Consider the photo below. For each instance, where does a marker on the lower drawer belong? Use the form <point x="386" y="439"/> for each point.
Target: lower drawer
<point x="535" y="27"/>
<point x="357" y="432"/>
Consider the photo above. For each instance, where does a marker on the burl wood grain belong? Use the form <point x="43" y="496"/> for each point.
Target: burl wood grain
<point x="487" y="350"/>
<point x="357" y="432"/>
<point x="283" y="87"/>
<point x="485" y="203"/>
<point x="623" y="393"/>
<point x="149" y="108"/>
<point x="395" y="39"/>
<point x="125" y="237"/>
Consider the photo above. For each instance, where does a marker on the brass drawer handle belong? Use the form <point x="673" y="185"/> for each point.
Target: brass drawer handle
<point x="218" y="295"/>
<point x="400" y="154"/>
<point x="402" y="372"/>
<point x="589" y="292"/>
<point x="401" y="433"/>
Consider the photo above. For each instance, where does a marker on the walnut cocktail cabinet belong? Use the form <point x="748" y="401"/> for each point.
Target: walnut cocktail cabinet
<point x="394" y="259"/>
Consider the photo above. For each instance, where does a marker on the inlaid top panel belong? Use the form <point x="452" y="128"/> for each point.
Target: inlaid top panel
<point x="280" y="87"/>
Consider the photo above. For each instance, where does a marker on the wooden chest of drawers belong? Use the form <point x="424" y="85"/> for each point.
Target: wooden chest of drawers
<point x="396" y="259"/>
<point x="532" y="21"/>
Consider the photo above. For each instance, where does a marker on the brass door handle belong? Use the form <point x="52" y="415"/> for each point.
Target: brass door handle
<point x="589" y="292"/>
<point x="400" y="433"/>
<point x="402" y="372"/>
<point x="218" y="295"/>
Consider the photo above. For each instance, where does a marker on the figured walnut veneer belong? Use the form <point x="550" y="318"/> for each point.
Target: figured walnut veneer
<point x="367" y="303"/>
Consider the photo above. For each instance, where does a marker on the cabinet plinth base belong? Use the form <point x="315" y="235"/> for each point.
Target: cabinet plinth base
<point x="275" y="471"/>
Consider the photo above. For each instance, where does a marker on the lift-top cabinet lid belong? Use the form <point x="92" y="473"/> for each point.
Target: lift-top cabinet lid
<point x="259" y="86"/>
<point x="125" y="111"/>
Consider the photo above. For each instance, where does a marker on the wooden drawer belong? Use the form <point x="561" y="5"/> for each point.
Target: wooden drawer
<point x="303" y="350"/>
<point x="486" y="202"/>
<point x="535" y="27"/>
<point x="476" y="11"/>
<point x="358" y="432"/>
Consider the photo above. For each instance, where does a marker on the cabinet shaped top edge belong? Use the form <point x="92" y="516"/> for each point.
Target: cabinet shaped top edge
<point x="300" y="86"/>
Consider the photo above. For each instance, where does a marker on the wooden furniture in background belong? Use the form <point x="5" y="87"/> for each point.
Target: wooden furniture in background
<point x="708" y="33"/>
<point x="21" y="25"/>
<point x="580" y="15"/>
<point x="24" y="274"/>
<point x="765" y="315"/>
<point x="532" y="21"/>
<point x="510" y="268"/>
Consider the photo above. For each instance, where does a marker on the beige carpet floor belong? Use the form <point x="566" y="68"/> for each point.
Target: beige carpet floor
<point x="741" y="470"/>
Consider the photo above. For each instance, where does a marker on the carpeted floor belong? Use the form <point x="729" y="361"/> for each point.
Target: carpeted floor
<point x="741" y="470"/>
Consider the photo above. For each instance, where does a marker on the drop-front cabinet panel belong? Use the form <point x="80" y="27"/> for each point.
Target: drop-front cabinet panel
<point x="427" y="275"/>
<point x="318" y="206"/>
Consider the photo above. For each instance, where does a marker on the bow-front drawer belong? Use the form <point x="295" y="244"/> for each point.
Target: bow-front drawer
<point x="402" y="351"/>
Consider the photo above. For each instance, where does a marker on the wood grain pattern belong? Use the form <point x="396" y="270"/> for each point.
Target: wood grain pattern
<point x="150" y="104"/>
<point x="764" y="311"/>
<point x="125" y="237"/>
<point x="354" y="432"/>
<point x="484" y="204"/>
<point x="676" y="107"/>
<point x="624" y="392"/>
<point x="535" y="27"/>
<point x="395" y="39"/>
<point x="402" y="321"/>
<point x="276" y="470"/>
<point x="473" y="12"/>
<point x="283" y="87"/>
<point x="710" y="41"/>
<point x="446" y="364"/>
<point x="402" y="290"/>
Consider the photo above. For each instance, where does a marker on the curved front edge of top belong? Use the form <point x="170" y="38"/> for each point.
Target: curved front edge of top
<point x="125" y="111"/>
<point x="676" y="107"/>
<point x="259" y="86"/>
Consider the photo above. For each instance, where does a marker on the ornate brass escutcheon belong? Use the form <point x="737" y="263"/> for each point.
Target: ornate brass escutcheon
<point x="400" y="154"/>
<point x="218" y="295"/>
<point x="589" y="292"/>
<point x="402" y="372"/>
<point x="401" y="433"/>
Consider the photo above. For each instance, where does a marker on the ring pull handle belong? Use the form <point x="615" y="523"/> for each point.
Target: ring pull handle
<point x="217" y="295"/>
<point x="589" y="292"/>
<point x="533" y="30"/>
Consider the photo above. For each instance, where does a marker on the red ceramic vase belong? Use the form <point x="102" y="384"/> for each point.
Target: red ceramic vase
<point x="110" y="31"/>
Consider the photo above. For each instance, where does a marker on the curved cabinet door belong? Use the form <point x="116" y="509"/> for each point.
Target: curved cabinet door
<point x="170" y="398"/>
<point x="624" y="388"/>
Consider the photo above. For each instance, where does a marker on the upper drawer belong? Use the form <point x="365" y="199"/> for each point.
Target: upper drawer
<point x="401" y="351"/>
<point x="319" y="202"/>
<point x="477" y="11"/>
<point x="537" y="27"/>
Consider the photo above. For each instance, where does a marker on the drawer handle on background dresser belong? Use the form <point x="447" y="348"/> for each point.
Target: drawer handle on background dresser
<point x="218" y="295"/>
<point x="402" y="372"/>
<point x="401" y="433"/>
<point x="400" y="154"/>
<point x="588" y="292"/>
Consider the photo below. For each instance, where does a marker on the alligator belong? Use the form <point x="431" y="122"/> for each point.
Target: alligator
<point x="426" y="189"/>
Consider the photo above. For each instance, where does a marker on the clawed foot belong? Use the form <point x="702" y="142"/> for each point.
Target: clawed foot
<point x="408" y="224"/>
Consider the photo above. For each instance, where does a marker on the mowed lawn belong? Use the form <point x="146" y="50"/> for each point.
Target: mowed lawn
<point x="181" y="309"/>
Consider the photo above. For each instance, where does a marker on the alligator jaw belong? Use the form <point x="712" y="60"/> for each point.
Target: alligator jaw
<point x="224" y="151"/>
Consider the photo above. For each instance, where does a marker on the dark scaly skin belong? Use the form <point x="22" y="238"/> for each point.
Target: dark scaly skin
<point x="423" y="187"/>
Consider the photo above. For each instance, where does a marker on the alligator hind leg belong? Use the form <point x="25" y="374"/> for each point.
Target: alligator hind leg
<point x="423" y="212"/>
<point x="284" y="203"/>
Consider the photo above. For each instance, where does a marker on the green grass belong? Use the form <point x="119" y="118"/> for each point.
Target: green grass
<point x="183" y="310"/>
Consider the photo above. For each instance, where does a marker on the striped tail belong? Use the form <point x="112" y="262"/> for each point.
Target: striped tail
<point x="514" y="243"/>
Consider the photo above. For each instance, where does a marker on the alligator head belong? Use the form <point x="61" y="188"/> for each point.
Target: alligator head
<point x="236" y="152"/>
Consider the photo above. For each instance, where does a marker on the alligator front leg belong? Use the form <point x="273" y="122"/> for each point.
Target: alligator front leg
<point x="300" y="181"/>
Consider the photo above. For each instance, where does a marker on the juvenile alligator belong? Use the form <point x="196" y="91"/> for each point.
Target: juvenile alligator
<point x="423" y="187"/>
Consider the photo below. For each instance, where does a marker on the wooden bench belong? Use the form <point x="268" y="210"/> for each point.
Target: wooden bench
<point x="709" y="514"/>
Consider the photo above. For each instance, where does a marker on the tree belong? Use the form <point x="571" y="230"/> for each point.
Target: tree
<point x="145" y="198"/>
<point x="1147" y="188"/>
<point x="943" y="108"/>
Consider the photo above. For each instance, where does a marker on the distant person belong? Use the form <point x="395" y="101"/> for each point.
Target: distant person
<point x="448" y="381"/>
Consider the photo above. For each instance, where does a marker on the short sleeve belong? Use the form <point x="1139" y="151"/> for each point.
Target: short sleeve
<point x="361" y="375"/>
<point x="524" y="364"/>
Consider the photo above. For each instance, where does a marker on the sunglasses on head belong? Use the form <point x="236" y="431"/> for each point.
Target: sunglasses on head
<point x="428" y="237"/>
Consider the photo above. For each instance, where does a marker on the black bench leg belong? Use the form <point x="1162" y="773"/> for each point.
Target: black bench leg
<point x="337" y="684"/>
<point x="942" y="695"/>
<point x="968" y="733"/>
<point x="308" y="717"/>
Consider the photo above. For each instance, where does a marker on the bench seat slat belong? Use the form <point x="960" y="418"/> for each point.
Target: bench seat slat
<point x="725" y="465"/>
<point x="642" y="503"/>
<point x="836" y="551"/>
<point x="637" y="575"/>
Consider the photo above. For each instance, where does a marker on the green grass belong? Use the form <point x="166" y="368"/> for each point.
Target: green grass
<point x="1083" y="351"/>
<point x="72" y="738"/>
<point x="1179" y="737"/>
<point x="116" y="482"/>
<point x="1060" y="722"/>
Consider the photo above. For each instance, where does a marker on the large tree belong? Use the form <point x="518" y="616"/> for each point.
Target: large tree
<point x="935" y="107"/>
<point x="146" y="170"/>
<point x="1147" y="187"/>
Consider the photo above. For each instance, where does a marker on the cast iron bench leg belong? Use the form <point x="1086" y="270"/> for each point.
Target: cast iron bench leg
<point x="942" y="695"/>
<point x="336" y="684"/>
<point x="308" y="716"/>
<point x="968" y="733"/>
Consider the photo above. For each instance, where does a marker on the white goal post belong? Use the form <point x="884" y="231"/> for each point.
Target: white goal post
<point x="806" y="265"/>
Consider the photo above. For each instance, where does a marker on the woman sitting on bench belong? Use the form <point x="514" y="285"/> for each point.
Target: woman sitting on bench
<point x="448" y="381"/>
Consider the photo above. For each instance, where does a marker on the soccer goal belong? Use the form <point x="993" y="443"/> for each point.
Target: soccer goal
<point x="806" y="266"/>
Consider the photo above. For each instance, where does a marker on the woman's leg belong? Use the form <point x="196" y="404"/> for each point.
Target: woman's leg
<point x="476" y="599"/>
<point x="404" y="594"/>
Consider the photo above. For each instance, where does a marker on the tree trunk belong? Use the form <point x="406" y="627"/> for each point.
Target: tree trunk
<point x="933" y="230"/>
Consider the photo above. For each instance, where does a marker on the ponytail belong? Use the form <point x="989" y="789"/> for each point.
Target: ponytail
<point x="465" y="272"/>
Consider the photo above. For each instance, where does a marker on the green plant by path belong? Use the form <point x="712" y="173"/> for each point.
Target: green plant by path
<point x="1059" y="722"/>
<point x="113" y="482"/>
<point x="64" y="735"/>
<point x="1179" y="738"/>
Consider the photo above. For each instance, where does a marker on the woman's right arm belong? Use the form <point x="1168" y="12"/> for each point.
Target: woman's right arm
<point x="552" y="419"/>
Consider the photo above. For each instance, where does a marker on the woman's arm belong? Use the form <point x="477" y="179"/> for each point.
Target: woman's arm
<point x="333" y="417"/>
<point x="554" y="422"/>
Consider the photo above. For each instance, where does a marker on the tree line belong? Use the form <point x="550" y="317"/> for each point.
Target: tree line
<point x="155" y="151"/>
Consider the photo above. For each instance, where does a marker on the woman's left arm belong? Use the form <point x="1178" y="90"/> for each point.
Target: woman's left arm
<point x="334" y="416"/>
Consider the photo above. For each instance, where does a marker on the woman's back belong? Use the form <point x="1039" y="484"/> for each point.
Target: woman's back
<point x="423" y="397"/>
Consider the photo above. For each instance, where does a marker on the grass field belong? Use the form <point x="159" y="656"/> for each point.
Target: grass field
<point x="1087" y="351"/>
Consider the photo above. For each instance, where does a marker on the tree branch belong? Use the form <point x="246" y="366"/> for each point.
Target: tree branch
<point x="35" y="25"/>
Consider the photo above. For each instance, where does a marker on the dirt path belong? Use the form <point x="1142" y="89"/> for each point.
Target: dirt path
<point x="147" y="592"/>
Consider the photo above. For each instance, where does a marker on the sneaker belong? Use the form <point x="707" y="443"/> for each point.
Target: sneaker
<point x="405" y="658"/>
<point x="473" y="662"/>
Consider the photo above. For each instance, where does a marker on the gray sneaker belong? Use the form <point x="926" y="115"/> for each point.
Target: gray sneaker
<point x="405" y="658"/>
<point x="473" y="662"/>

*-*-*

**What is being asked:**
Go through the listing above and return each line that includes the word "below".

**Task response:**
Consider the photo below. For each instance, where does a marker on the lower drawer belong? Use the form <point x="386" y="439"/> for each point.
Consider the photo below. For each instance, where does a marker on the alligator belong? Use the form <point x="431" y="122"/> for each point.
Consider the photo below. For each instance, where does a marker on the wooden bench belong? Use the form <point x="268" y="210"/> for each point.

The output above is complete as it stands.